> _Point labeling entries_:
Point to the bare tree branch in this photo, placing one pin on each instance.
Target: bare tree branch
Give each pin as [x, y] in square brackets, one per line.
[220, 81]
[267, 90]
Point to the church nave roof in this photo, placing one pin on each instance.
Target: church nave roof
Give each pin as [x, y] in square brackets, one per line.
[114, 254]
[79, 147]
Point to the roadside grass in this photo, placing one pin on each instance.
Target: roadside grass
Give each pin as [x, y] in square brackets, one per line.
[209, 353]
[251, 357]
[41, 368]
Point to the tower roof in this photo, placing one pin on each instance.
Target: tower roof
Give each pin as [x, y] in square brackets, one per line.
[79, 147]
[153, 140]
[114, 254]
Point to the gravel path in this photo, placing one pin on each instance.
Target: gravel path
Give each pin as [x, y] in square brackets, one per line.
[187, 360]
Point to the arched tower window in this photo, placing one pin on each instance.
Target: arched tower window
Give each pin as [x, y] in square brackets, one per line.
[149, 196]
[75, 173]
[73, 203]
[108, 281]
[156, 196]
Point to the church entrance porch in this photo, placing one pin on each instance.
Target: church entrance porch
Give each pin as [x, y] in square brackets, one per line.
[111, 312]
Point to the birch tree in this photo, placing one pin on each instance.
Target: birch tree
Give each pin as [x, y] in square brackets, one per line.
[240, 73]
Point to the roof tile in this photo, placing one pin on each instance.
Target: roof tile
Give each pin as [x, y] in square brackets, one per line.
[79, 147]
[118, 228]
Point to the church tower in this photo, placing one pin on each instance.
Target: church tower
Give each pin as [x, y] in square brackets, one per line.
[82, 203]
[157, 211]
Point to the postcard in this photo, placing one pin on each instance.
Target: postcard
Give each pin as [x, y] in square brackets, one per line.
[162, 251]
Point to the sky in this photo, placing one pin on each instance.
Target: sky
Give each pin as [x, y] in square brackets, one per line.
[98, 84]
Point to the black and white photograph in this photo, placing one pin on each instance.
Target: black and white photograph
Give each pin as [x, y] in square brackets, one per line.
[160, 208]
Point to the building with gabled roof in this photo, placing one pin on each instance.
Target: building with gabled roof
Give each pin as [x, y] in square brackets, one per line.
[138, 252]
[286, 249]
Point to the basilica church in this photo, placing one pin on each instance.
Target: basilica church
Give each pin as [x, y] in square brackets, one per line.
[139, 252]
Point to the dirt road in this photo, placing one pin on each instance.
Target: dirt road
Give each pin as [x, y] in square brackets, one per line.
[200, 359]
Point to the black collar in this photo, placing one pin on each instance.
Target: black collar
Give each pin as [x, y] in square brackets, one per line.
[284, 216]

> _REQUIREMENT_: Write out every line of the entries, starting at the line containing "Point to the basilica" and ending at the last line of the entries. Shift each coordinate in the answers by adding 107 to it.

> _THE SOLUTION_:
Point to the basilica church in this photo, placing one pin on each instance.
Target: basilica church
Give each pin as [x, y] in square brackets, one per line.
[246, 359]
Point to the dirt road in this photo, placing one pin on each instance.
Target: dirt road
Give each pin as [x, y] in square brackets, one per line.
[307, 466]
Point to the black collar in this photo, placing one pin on each instance.
Target: black collar
Give each pin as [x, y] in square brackets, one per line.
[391, 323]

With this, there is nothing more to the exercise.